-- Begin --
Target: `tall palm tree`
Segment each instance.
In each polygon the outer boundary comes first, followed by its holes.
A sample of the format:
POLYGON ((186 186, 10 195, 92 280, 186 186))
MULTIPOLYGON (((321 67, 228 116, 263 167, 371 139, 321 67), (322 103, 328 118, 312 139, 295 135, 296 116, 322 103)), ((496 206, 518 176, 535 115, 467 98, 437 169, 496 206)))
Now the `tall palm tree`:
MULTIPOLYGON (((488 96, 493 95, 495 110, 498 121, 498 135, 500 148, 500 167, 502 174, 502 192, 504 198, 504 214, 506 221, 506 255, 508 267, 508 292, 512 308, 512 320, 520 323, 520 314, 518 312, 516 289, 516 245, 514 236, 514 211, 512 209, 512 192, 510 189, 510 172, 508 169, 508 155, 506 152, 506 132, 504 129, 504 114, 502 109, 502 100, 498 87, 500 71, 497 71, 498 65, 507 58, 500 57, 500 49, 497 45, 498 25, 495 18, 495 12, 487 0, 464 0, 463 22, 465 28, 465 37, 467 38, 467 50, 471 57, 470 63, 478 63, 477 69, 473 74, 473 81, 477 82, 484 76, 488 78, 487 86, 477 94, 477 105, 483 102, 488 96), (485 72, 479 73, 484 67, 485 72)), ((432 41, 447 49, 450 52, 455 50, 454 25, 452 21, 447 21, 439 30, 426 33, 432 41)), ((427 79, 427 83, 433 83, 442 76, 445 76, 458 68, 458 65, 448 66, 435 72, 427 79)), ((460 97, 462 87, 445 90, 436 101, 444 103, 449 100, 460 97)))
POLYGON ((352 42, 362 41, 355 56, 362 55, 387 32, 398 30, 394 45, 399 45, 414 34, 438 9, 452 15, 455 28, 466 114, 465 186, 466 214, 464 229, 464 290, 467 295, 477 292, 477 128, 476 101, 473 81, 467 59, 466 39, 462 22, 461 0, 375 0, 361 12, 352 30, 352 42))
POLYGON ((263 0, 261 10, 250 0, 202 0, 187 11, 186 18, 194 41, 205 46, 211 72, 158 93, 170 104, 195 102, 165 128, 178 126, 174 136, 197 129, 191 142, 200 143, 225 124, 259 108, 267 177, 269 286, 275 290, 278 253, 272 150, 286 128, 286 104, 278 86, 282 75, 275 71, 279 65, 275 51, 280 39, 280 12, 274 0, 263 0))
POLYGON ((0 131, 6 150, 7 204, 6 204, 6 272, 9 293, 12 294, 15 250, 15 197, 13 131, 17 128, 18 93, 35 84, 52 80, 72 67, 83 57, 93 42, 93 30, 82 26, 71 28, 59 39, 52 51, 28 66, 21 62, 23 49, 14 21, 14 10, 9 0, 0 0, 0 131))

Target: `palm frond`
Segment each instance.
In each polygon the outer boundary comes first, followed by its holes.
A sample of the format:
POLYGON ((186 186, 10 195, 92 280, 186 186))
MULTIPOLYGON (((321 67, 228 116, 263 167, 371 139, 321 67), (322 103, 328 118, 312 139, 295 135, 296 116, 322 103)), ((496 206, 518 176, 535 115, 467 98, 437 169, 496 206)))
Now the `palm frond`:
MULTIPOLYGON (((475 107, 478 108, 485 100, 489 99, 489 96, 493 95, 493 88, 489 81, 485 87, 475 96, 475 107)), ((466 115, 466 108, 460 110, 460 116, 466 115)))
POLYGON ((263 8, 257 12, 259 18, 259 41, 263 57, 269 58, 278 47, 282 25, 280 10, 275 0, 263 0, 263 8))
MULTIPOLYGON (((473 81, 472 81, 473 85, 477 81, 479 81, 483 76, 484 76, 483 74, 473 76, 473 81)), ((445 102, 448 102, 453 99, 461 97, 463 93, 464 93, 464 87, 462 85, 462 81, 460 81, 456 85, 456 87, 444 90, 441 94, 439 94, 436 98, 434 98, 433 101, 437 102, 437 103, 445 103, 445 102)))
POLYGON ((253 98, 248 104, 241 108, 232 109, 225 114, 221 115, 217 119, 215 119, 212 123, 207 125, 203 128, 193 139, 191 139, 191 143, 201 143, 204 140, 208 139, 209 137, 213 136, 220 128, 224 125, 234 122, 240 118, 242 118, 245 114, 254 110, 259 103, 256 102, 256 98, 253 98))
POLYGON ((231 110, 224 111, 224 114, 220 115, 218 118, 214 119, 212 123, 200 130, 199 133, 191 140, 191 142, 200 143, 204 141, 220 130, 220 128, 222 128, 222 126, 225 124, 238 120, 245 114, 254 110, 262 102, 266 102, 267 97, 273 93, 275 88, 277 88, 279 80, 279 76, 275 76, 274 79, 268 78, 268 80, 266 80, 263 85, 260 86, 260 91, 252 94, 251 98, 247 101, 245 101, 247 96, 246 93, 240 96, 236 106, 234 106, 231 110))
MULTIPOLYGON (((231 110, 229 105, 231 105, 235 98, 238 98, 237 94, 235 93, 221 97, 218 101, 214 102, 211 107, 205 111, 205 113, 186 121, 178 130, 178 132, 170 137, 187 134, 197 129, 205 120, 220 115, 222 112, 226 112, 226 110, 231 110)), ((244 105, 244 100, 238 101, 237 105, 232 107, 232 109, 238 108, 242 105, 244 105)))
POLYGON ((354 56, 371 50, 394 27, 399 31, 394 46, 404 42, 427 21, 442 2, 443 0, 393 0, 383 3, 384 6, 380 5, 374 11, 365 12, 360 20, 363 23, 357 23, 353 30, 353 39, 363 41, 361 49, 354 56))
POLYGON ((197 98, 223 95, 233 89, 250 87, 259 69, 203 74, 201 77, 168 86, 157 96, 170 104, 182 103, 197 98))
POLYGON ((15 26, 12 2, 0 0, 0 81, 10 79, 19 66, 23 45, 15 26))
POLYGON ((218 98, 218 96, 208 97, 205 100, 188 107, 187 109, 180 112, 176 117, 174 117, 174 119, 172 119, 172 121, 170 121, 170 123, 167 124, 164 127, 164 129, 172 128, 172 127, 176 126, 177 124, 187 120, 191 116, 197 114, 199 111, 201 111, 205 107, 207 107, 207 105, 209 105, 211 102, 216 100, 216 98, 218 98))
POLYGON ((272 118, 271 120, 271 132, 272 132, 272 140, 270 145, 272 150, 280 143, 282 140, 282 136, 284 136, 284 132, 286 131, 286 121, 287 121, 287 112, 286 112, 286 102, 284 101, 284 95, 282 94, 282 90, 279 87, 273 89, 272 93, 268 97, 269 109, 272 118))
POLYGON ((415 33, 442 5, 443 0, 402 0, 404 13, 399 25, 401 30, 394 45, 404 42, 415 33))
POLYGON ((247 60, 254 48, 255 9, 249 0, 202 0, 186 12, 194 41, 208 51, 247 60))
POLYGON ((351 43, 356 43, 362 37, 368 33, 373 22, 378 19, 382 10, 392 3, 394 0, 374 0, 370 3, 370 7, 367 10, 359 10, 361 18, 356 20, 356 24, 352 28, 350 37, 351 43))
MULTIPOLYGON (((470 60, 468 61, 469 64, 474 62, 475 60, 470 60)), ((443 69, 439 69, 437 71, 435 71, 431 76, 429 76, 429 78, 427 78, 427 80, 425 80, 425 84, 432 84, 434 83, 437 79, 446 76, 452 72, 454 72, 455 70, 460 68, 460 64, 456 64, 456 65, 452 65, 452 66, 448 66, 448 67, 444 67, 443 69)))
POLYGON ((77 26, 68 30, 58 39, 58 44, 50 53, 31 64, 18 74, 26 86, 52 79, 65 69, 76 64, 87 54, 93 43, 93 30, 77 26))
-- End --
» Directions for this task: The records above are to be repeated exactly, in their entirety.

» Exercise answer:
Target: `tall palm tree`
Segment each instance.
In each polygon the outer boundary comes first, followed by its holes.
A sample of the format:
POLYGON ((186 186, 10 195, 92 280, 186 186))
MULTIPOLYGON (((321 67, 228 116, 263 167, 371 139, 321 67), (322 103, 328 118, 312 139, 295 135, 296 116, 322 103)), ((496 206, 518 176, 535 115, 467 98, 437 169, 496 206)))
Now the `tall palm tree`:
MULTIPOLYGON (((488 96, 493 95, 495 110, 498 121, 498 135, 500 148, 500 167, 502 174, 502 192, 504 198, 504 214, 506 221, 506 255, 508 267, 508 292, 512 308, 512 320, 520 323, 520 314, 518 312, 516 289, 516 245, 514 236, 514 211, 512 209, 512 192, 510 189, 510 172, 508 169, 508 155, 506 152, 506 132, 504 129, 504 114, 502 109, 502 100, 498 87, 500 71, 497 71, 498 65, 507 58, 500 57, 500 49, 497 45, 498 25, 495 18, 495 12, 487 0, 464 0, 463 22, 465 28, 465 37, 467 38, 467 50, 471 57, 470 63, 478 63, 477 69, 473 74, 473 81, 477 82, 484 76, 488 78, 487 86, 477 94, 477 105, 483 102, 488 96), (485 72, 479 73, 484 67, 485 72)), ((432 41, 447 49, 450 52, 455 50, 454 25, 452 21, 447 21, 439 30, 426 33, 432 41)), ((427 79, 427 83, 433 83, 442 76, 445 76, 458 68, 458 65, 448 66, 435 72, 427 79)), ((460 97, 462 87, 445 90, 436 101, 444 103, 449 100, 460 97)))
POLYGON ((352 42, 362 41, 355 56, 362 55, 387 32, 398 30, 394 45, 399 45, 414 34, 438 9, 452 15, 455 28, 466 114, 465 186, 466 214, 464 229, 464 290, 467 295, 477 292, 477 128, 476 101, 473 81, 467 59, 466 39, 462 22, 461 0, 375 0, 361 12, 352 30, 352 42))
POLYGON ((263 0, 261 10, 250 0, 202 0, 187 11, 186 18, 194 41, 205 46, 211 72, 158 93, 170 104, 195 102, 165 128, 178 126, 174 136, 197 129, 191 142, 200 143, 225 124, 259 108, 267 177, 269 286, 275 290, 278 253, 272 150, 286 128, 286 104, 278 86, 282 75, 275 71, 279 65, 275 51, 280 39, 280 12, 274 0, 263 0))
POLYGON ((0 131, 6 150, 7 204, 6 204, 6 272, 9 293, 12 294, 15 250, 15 197, 13 131, 17 128, 18 93, 35 84, 52 80, 72 67, 83 57, 93 42, 93 30, 82 26, 71 28, 59 39, 52 51, 28 66, 21 62, 23 49, 14 21, 14 10, 9 0, 0 0, 0 131))

Target: `palm frond`
Segment each instance.
In each polygon the outer boundary comes first, followed by its holes.
A sample of the format:
POLYGON ((186 186, 10 195, 92 280, 186 186))
MULTIPOLYGON (((321 67, 228 116, 263 167, 371 139, 321 67), (322 103, 328 118, 312 139, 295 135, 296 116, 322 103)), ((496 206, 518 176, 535 115, 467 98, 437 169, 496 206)))
Now the `palm frond`:
MULTIPOLYGON (((475 107, 478 108, 485 100, 489 99, 489 96, 493 95, 493 88, 489 81, 485 87, 475 96, 475 107)), ((466 115, 466 108, 460 110, 460 116, 466 115)))
POLYGON ((263 8, 257 12, 259 18, 259 41, 263 57, 269 58, 278 47, 282 25, 280 10, 275 0, 263 0, 263 8))
MULTIPOLYGON (((473 81, 472 81, 473 85, 477 81, 479 81, 483 76, 484 76, 483 74, 473 76, 473 81)), ((445 102, 448 102, 453 99, 461 97, 463 93, 464 93, 464 87, 462 85, 462 81, 460 81, 456 85, 456 87, 444 90, 441 94, 439 94, 436 98, 434 98, 433 101, 437 102, 437 103, 445 103, 445 102)))
POLYGON ((253 98, 248 104, 241 108, 232 109, 225 114, 221 115, 217 119, 215 119, 212 123, 207 125, 203 128, 193 139, 191 139, 191 143, 201 143, 204 140, 208 139, 209 137, 213 136, 220 128, 224 125, 234 122, 240 118, 242 118, 245 114, 254 110, 259 103, 256 102, 256 98, 253 98))
POLYGON ((231 110, 224 111, 224 114, 220 115, 218 118, 214 119, 212 123, 200 130, 199 133, 191 140, 191 142, 200 143, 204 141, 220 130, 220 128, 222 128, 222 126, 225 124, 238 120, 245 114, 254 110, 262 102, 266 102, 267 97, 273 93, 275 88, 277 88, 279 80, 279 76, 275 76, 274 79, 268 78, 268 80, 266 80, 263 85, 260 86, 260 91, 252 94, 251 98, 247 101, 245 101, 247 96, 246 93, 240 96, 236 106, 234 106, 231 110))
MULTIPOLYGON (((231 110, 229 105, 231 105, 235 98, 238 98, 237 94, 235 93, 221 97, 218 101, 214 102, 211 107, 205 111, 205 113, 186 121, 178 130, 178 132, 170 137, 187 134, 197 129, 205 120, 220 115, 222 112, 226 112, 226 110, 231 110)), ((244 105, 244 100, 238 101, 237 105, 232 107, 232 109, 238 108, 242 105, 244 105)))
POLYGON ((354 56, 371 50, 394 27, 399 31, 394 46, 404 42, 427 21, 442 2, 443 0, 393 0, 383 3, 384 6, 380 5, 374 11, 365 12, 360 20, 363 23, 357 23, 353 30, 353 39, 363 41, 361 49, 354 56))
POLYGON ((197 98, 223 95, 233 89, 250 87, 259 69, 203 74, 201 77, 168 86, 157 96, 170 104, 182 103, 197 98))
POLYGON ((15 26, 12 2, 0 0, 0 81, 10 79, 19 66, 23 45, 15 26))
POLYGON ((218 98, 218 96, 208 97, 205 100, 188 107, 187 109, 180 112, 176 117, 174 117, 174 119, 172 119, 172 121, 170 121, 170 123, 167 124, 164 127, 164 129, 172 128, 172 127, 176 126, 177 124, 187 120, 191 116, 197 114, 199 111, 201 111, 205 107, 207 107, 207 105, 209 105, 211 102, 216 100, 216 98, 218 98))
POLYGON ((272 118, 271 120, 271 132, 272 132, 272 140, 270 145, 272 150, 280 143, 282 140, 282 136, 284 136, 284 132, 286 131, 286 121, 287 121, 287 112, 286 112, 286 102, 284 101, 284 95, 282 94, 282 90, 279 87, 273 89, 272 93, 268 97, 269 109, 272 118))
POLYGON ((415 33, 442 5, 443 0, 402 0, 404 13, 399 25, 401 30, 394 45, 404 42, 415 33))
POLYGON ((247 60, 254 48, 255 9, 249 0, 202 0, 186 12, 194 41, 208 51, 247 60))
POLYGON ((351 43, 356 43, 362 37, 368 33, 373 22, 378 19, 382 10, 392 3, 394 0, 374 0, 370 3, 370 7, 367 10, 359 10, 361 18, 356 20, 356 24, 352 28, 350 37, 351 43))
MULTIPOLYGON (((470 60, 468 61, 469 64, 474 62, 475 60, 470 60)), ((443 69, 439 69, 437 71, 435 71, 431 76, 429 76, 429 78, 427 78, 427 80, 425 80, 425 84, 432 84, 434 83, 437 79, 446 76, 452 72, 454 72, 455 70, 460 68, 460 64, 456 64, 456 65, 452 65, 452 66, 448 66, 448 67, 444 67, 443 69)))
POLYGON ((77 26, 68 30, 58 39, 58 44, 50 53, 31 64, 18 74, 26 86, 52 79, 65 69, 76 64, 87 54, 93 43, 93 30, 77 26))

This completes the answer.